Work to be completed: Please output exactly the part of the records below that opens with the line containing "69, row 80." and closes with the line containing "274, row 254.", both lines included, and nothing else.

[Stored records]
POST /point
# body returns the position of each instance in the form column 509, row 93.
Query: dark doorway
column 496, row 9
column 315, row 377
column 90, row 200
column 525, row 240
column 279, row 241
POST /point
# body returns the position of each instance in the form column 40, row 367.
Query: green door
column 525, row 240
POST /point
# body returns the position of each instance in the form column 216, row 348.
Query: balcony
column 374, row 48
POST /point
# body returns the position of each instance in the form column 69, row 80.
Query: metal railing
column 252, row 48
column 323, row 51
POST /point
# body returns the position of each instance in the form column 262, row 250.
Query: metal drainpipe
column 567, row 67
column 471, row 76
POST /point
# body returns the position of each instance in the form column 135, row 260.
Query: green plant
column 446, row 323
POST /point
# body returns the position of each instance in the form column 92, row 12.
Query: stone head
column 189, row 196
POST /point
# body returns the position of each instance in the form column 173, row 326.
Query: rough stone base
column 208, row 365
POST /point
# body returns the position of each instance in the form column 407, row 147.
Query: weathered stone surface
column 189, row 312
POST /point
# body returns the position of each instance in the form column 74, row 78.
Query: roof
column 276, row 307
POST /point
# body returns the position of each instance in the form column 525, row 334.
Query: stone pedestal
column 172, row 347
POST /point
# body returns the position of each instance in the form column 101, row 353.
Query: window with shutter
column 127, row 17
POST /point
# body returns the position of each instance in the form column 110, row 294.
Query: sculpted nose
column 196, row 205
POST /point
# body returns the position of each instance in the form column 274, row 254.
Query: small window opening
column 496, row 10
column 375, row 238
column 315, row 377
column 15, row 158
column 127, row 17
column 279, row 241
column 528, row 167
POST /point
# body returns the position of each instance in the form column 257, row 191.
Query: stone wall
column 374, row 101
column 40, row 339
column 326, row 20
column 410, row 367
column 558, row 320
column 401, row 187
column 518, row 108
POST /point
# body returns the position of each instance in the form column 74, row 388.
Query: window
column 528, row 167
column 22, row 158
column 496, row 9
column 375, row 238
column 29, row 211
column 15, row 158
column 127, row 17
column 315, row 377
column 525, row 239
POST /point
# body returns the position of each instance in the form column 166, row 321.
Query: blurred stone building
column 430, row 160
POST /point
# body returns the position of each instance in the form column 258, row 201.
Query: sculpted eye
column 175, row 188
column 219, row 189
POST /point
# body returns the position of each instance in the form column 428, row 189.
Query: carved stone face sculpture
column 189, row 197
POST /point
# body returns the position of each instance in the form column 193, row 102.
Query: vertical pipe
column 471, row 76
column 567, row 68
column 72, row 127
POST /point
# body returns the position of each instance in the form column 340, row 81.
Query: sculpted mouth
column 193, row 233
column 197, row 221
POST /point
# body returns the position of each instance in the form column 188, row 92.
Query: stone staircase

Written reply:
# body returns the position of each instance in the form column 69, row 80.
Query: metal railing
column 252, row 48
column 323, row 51
POST /point
# body returns the position of each instance in the form column 262, row 250.
Query: metal drainpipe
column 567, row 67
column 471, row 76
POST /point
# body returns the position of each instance in the form column 135, row 260.
Query: green plant
column 446, row 323
POST /point
# body returns the position of each instance in the form column 92, row 12.
Query: stone head
column 189, row 196
POST /point
# body returns the position of each instance in the form column 173, row 326.
Query: rough stone base
column 208, row 365
POST /point
# body returns the position of each instance in the form column 407, row 147.
Query: weathered stone surface
column 189, row 312
POST /point
# body returns the position of each instance in the form column 74, row 78.
Query: roof
column 276, row 307
POST /point
# body returns the position of each instance in the form column 525, row 334.
Query: stone pedestal
column 172, row 347
POST /point
# body returns the position of each instance in the form column 101, row 353.
Query: window with shutter
column 127, row 17
POST /point
# body returns the position of each instance in the form column 110, row 294.
Query: sculpted nose
column 196, row 205
POST /point
# body returns the position of each instance in the form column 274, row 254.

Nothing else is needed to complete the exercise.